» **Problem requirements**
In the entries below, how many lines contain the string "white" with matching case? Give only the number.

» **Exercise input**
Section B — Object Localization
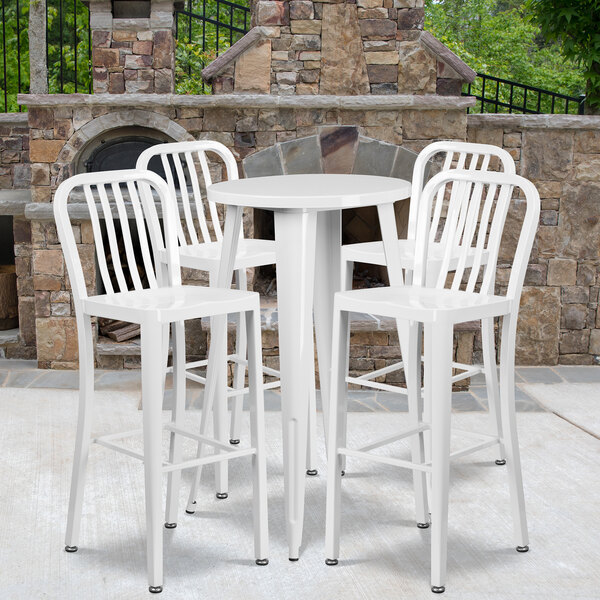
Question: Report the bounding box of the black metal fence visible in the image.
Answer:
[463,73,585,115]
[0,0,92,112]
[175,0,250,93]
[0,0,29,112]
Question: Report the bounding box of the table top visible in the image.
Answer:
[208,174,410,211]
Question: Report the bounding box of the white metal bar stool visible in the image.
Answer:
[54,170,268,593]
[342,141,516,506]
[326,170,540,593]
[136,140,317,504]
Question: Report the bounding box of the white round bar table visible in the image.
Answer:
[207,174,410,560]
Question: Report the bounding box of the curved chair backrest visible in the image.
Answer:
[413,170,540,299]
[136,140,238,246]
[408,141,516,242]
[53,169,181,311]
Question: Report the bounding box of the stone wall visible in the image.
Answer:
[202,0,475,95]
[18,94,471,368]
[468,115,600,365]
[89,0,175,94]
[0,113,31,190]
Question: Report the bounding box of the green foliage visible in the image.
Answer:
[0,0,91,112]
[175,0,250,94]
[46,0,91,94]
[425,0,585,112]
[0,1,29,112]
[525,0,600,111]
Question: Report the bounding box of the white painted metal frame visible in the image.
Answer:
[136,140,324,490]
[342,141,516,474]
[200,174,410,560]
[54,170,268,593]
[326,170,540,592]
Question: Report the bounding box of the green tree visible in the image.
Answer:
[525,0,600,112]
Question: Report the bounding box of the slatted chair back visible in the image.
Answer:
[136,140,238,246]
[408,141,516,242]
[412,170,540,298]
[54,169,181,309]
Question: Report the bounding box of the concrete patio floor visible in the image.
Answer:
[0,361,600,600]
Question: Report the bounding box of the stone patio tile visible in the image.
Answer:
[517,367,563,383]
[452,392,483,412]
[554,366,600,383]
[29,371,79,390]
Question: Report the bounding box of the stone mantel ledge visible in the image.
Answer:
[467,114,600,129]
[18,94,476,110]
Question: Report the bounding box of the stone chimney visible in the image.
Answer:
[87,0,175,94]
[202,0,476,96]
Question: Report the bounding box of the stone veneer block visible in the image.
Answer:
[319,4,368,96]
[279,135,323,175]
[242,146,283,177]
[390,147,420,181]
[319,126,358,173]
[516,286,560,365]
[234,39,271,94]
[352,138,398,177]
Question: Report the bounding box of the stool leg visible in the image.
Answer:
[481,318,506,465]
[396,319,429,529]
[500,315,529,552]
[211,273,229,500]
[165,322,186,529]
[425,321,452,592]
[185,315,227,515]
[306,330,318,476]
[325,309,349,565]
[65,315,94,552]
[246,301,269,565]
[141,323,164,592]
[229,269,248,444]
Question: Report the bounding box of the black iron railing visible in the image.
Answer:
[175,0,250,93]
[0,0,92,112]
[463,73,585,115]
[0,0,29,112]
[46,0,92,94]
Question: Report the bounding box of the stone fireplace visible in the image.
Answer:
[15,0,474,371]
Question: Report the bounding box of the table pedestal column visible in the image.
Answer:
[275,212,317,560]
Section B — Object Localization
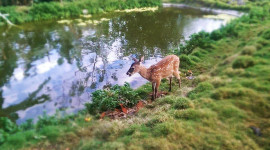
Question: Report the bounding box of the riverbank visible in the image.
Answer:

» **Reply**
3